> **DATA TO USE**
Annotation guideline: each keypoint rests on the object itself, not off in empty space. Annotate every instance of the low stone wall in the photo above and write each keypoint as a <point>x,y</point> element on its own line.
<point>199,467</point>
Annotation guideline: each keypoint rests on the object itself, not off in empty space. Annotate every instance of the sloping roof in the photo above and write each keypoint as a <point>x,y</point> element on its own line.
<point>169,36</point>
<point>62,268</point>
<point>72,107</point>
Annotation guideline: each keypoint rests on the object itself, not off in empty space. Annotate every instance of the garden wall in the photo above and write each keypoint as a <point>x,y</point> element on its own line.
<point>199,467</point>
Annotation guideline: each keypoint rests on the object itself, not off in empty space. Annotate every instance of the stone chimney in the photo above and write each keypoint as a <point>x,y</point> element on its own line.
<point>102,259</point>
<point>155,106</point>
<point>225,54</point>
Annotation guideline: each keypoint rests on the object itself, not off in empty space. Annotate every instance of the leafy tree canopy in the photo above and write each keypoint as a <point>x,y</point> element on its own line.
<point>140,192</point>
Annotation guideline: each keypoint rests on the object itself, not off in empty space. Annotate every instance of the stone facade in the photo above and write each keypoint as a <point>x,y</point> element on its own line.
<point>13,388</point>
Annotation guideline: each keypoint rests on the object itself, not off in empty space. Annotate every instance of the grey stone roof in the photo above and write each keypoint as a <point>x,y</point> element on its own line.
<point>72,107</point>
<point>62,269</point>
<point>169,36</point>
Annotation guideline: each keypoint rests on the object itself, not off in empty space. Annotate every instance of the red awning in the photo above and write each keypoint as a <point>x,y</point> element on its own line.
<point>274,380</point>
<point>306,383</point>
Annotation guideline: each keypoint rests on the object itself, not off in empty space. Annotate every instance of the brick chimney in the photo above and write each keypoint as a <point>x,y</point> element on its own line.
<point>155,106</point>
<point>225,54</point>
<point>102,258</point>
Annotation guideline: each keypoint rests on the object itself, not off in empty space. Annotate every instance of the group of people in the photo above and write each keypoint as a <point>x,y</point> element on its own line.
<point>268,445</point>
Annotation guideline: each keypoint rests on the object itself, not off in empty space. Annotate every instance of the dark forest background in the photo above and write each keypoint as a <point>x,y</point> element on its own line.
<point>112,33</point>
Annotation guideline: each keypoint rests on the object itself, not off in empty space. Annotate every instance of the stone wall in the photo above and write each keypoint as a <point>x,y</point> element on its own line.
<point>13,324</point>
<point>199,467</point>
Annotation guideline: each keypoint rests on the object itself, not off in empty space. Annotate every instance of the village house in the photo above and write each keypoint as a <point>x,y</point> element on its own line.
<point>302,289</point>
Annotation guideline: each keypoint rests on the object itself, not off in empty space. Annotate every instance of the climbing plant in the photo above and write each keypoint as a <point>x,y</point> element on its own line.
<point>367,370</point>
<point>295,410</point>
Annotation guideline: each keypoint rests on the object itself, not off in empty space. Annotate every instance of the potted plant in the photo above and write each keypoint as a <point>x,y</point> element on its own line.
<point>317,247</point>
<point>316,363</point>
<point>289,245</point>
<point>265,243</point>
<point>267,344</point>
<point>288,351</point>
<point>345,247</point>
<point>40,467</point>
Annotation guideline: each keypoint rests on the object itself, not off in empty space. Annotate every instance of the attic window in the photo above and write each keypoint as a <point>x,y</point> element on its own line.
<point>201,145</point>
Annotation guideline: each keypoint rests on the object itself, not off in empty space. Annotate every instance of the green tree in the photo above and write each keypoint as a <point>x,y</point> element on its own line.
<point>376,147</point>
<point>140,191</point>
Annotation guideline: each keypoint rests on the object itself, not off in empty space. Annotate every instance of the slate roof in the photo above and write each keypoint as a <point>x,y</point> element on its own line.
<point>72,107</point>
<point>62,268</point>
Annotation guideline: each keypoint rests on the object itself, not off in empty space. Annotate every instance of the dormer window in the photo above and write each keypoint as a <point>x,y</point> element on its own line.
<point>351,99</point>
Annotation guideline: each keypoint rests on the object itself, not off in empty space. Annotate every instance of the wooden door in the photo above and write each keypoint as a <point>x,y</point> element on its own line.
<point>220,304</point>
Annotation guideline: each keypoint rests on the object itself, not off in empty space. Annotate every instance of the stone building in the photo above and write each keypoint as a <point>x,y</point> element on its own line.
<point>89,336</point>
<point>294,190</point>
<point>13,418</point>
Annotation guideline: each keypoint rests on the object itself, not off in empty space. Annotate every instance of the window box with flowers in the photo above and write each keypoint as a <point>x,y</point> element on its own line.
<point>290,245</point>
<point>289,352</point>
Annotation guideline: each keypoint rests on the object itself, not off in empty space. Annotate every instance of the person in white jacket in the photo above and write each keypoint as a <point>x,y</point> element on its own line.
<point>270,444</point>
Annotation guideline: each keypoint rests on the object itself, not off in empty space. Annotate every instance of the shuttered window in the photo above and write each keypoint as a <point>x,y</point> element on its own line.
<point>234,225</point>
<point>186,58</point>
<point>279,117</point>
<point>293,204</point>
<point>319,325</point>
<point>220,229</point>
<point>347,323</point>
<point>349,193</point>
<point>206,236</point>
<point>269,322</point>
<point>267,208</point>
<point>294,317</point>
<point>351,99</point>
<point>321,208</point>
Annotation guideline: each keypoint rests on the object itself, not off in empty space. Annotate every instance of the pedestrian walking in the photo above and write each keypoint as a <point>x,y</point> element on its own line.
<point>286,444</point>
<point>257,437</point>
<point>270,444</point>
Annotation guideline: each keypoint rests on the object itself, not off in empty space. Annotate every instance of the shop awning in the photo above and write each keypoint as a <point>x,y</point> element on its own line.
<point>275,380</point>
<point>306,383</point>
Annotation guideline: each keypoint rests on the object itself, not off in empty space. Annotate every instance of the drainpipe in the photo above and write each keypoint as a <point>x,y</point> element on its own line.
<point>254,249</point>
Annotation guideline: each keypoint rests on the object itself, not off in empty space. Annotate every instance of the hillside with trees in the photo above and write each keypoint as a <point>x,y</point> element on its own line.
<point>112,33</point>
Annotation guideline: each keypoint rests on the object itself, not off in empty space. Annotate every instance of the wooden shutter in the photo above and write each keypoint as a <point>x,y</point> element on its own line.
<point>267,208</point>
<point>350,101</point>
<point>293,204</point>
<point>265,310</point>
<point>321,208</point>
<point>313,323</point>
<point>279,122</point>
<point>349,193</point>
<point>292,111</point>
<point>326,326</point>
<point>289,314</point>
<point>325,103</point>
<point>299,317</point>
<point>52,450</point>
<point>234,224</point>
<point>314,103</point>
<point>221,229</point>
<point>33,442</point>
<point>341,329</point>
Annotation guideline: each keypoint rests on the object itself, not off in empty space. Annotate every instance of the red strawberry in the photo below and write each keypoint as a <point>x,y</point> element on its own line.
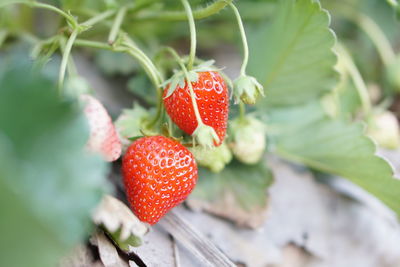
<point>103,136</point>
<point>212,100</point>
<point>159,173</point>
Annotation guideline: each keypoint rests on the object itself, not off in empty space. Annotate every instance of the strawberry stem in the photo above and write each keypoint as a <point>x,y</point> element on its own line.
<point>65,57</point>
<point>203,131</point>
<point>117,24</point>
<point>192,27</point>
<point>242,111</point>
<point>201,13</point>
<point>244,39</point>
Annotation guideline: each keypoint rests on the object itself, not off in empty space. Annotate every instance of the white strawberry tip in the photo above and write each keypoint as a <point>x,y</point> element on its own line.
<point>206,136</point>
<point>103,138</point>
<point>214,159</point>
<point>247,89</point>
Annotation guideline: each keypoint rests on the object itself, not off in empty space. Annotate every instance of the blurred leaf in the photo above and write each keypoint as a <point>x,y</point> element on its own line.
<point>335,147</point>
<point>292,56</point>
<point>238,193</point>
<point>52,183</point>
<point>141,86</point>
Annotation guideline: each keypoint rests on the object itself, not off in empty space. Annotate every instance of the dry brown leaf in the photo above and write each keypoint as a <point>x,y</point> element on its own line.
<point>108,253</point>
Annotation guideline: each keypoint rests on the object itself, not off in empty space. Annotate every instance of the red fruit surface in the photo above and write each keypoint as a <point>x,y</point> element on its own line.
<point>103,136</point>
<point>212,100</point>
<point>159,173</point>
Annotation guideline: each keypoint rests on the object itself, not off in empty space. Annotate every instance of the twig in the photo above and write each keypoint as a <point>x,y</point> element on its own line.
<point>194,241</point>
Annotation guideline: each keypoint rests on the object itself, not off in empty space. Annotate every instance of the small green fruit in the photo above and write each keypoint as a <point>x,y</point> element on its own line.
<point>248,139</point>
<point>214,158</point>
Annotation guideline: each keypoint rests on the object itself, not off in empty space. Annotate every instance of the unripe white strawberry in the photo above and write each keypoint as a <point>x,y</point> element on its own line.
<point>248,139</point>
<point>103,136</point>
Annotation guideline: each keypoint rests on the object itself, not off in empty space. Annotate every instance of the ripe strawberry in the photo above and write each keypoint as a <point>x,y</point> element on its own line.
<point>103,136</point>
<point>159,173</point>
<point>212,100</point>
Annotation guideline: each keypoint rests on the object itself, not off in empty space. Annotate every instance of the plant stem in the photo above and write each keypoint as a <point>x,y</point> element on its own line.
<point>356,77</point>
<point>147,64</point>
<point>93,44</point>
<point>244,39</point>
<point>71,68</point>
<point>192,27</point>
<point>178,15</point>
<point>192,94</point>
<point>67,16</point>
<point>242,111</point>
<point>3,36</point>
<point>65,57</point>
<point>393,3</point>
<point>117,24</point>
<point>98,18</point>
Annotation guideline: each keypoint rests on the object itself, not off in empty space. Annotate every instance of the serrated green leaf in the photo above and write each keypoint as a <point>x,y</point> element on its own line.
<point>303,134</point>
<point>55,182</point>
<point>292,55</point>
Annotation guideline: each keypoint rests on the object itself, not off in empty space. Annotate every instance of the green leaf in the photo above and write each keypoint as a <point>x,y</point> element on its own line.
<point>112,63</point>
<point>52,183</point>
<point>141,86</point>
<point>335,147</point>
<point>238,193</point>
<point>292,55</point>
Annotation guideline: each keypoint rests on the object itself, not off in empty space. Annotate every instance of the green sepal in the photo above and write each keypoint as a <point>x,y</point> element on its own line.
<point>215,159</point>
<point>179,77</point>
<point>247,89</point>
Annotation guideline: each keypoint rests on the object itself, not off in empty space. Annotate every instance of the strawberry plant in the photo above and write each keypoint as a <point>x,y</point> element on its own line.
<point>317,87</point>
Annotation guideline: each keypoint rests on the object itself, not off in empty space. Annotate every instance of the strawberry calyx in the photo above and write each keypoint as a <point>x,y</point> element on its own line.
<point>214,159</point>
<point>247,89</point>
<point>206,136</point>
<point>179,78</point>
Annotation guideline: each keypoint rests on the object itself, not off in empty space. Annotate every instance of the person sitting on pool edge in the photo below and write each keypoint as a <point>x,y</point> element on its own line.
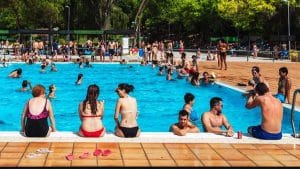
<point>215,119</point>
<point>25,84</point>
<point>271,110</point>
<point>127,107</point>
<point>79,79</point>
<point>91,114</point>
<point>15,73</point>
<point>189,100</point>
<point>284,86</point>
<point>184,126</point>
<point>52,90</point>
<point>34,121</point>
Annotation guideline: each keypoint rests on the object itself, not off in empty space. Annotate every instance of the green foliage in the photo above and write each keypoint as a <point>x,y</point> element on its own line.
<point>182,17</point>
<point>246,14</point>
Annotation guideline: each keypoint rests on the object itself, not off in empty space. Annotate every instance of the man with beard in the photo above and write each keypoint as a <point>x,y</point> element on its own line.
<point>215,119</point>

> **DIRECTIONS**
Express the material above as a JSON list of strings, one string per line with blank lines left out. Start at the line that contains "the strawberry stem" and end at the line that contains "<point>194,241</point>", including both of those lines.

> **SOLUTION TO THIS PROBLEM**
[
  "Annotation guideline: each keypoint rests on the object itself, not off in empty space. Annotate every instance of the strawberry stem in the photo above and write each keypoint as a <point>x,y</point> element on its own line.",
  "<point>65,57</point>",
  "<point>203,131</point>",
  "<point>117,24</point>",
  "<point>192,27</point>",
  "<point>242,111</point>",
  "<point>201,13</point>",
  "<point>244,39</point>",
  "Annotation guideline: each keypoint rests on the object itself, not off in empty space. Annotate every instance of the white strawberry tip in the photo above and write each keypoint as a <point>x,y</point> element on its own line.",
  "<point>206,136</point>",
  "<point>103,138</point>",
  "<point>214,159</point>",
  "<point>247,89</point>",
  "Annotation guideline: each keypoint rests on the object itself, not off in empty space. Annotate every instance of the blurred leaf in the photo above and write each keypoint as a <point>x,y</point> element on its own line.",
  "<point>335,147</point>",
  "<point>292,56</point>",
  "<point>238,193</point>",
  "<point>52,183</point>",
  "<point>141,86</point>",
  "Annotation guideline: each keypoint rests on the object itself, not off in empty space. Annotate every instance of the dry brown leaf in the photo above and write each keypoint as a <point>x,y</point> element on its own line.",
  "<point>108,253</point>",
  "Annotation guideline: each keypoint rests on the object itself, not off in empty space. Annotate every instance of the red fruit surface in the photo above and write each keypoint as a <point>x,y</point> element on its own line.",
  "<point>103,136</point>",
  "<point>212,100</point>",
  "<point>159,173</point>",
  "Annotation guideline: each keypoint rests on the object itself, not off in empty space. Annotate every instance of the twig in the photo above and write each keypoint as a <point>x,y</point> element on its own line.",
  "<point>194,241</point>"
]